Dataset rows
* * * * * * * * *
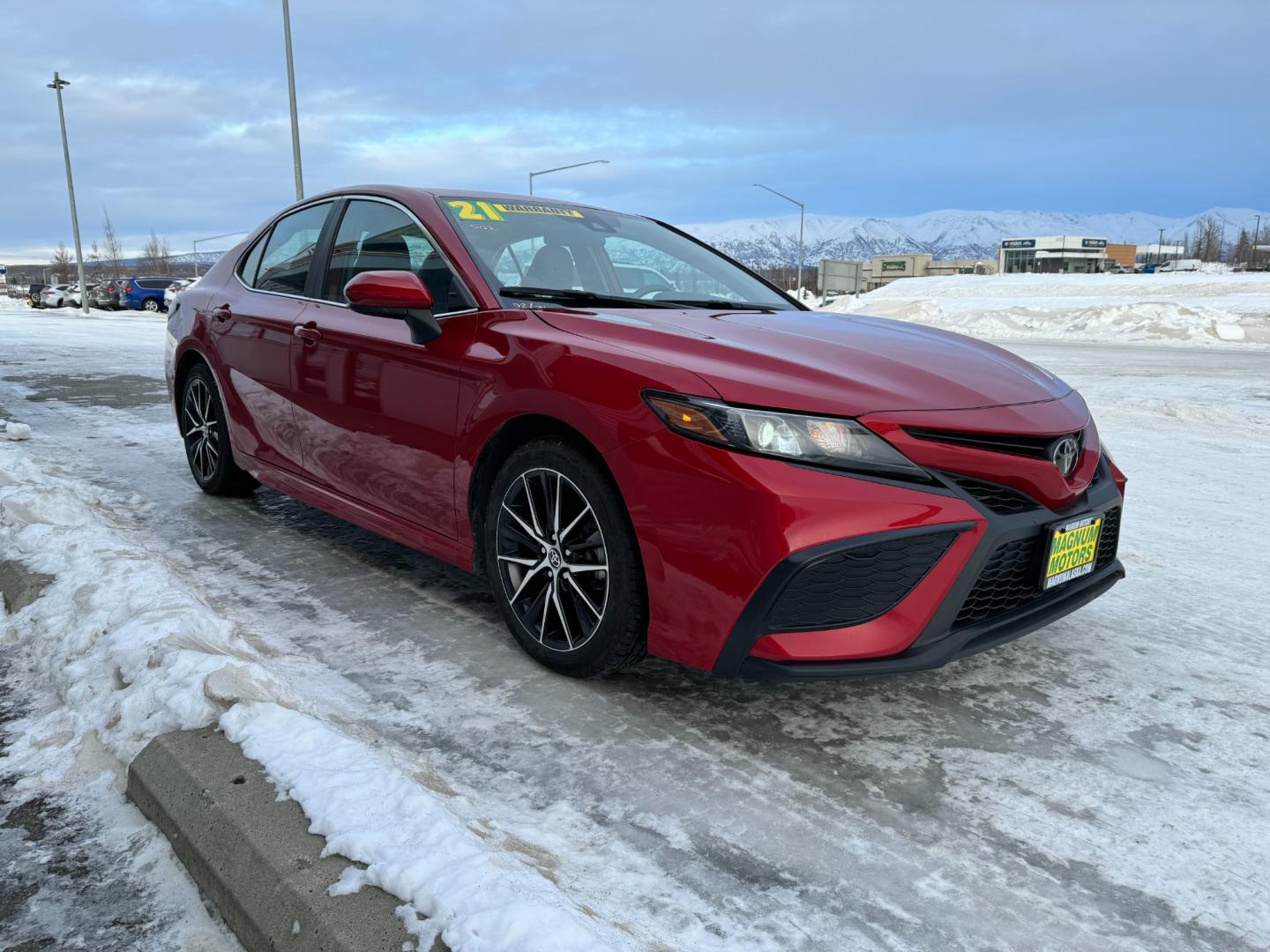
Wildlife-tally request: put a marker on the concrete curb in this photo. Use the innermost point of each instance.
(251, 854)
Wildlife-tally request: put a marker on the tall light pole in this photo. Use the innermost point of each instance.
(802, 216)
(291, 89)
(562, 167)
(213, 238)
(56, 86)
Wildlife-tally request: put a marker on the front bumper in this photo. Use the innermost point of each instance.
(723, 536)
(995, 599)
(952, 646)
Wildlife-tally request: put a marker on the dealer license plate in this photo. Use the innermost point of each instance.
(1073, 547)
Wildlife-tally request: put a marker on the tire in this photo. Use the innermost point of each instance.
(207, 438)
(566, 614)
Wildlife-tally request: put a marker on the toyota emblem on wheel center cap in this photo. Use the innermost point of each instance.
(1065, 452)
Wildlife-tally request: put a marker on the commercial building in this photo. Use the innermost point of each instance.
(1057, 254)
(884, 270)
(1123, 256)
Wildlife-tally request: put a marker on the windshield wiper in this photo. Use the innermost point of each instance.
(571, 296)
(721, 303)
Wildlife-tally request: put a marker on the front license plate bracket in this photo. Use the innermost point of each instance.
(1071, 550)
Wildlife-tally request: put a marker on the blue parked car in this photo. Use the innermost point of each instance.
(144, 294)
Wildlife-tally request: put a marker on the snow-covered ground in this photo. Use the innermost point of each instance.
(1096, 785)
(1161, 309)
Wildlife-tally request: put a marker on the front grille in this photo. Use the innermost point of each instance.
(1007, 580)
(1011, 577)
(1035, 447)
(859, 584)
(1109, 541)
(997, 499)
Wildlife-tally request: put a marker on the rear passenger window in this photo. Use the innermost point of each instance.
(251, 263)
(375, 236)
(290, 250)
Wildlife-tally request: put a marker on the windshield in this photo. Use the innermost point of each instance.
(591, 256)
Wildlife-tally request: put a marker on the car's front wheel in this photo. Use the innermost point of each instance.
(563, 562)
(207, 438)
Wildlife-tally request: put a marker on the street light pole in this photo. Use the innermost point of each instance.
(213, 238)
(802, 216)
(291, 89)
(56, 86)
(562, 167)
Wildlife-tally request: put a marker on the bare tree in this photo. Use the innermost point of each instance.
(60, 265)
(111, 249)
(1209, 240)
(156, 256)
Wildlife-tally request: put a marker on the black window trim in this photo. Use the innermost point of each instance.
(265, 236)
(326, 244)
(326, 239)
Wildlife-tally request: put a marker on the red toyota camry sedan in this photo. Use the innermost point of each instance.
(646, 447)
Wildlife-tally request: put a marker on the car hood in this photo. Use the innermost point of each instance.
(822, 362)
* * * * * * * * *
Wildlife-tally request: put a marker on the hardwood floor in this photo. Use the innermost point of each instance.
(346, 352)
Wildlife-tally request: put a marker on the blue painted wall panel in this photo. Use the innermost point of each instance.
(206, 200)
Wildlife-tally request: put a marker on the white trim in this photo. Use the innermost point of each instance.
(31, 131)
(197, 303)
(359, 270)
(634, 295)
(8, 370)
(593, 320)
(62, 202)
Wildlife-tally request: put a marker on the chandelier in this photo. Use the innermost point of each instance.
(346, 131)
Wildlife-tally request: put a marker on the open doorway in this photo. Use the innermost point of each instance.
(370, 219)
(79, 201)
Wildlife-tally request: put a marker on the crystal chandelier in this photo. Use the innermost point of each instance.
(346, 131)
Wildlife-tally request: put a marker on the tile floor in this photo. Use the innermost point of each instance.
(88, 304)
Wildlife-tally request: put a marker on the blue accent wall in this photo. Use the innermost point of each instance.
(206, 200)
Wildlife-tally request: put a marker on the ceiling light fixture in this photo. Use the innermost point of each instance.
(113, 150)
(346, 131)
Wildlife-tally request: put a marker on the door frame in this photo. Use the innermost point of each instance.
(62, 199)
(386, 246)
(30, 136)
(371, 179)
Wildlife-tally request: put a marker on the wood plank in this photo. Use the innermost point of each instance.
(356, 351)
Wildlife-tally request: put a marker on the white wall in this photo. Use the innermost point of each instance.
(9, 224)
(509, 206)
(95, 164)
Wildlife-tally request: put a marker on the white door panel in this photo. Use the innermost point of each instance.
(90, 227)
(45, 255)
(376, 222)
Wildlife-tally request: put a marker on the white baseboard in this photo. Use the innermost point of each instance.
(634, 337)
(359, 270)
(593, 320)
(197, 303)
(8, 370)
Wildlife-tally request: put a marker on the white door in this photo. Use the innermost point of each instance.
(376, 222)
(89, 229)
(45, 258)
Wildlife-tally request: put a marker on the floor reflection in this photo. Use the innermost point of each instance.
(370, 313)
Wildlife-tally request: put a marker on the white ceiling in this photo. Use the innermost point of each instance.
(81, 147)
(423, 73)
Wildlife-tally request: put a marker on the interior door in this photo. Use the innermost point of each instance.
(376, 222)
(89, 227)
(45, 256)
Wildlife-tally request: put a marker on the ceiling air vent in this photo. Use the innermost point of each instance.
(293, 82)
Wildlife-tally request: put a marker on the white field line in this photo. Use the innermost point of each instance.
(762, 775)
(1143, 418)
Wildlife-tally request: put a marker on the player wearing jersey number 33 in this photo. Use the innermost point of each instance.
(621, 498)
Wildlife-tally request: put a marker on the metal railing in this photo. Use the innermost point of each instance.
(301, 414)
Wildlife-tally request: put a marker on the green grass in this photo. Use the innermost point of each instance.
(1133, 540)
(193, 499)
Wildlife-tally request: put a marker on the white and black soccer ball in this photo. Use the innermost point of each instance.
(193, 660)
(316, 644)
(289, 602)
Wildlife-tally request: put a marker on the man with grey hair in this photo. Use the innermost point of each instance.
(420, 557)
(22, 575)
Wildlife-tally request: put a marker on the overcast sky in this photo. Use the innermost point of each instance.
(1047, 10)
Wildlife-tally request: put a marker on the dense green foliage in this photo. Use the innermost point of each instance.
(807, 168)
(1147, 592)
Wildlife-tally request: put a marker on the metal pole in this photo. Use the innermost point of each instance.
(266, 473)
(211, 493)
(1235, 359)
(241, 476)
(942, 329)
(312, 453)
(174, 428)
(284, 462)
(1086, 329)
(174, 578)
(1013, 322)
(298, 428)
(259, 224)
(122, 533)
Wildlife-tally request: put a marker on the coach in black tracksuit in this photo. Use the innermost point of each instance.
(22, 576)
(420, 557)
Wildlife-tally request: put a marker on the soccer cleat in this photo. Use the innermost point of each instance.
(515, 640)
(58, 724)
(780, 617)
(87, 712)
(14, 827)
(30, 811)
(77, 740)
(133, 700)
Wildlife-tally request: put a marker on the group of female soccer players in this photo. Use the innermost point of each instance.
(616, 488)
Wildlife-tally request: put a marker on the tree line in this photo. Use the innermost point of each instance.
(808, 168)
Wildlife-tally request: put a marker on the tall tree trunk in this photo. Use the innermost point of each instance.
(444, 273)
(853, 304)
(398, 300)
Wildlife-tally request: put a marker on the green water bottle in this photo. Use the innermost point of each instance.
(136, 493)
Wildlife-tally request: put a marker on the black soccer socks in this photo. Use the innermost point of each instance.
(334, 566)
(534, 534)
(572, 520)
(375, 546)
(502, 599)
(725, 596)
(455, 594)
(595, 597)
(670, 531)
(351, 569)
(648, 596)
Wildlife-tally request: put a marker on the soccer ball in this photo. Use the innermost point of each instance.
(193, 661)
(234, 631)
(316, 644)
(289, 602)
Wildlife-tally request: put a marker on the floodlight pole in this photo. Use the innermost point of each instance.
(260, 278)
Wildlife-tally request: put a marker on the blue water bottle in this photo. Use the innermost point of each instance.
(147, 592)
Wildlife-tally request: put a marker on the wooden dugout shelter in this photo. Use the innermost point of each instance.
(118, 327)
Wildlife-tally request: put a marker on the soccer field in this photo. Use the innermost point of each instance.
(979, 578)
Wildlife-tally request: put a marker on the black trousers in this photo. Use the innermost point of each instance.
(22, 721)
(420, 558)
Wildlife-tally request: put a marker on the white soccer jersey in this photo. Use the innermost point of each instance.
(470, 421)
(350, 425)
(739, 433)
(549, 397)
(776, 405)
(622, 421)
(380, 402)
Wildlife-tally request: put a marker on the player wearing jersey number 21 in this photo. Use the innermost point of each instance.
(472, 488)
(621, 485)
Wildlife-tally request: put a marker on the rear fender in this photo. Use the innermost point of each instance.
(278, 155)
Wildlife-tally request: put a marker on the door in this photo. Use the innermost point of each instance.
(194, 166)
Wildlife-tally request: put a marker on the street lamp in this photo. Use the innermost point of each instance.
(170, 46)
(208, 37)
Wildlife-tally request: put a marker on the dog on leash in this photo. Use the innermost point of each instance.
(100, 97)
* * * * * * * * *
## Description of the task
Find every line above that contains the string "ceiling" and copy each one out. Matching is case-sensitive.

## Task result
Wildlife-tally request: put a marker on the ceiling light fixture in this photo. Use the innermost point of each instance.
Wildlife-tally request: put a marker on the white ceiling in this photo. Use the innermost point of each instance.
Wildlife-tally request: put a marker on the ceiling air vent in this photo. Use the innermost point of each instance.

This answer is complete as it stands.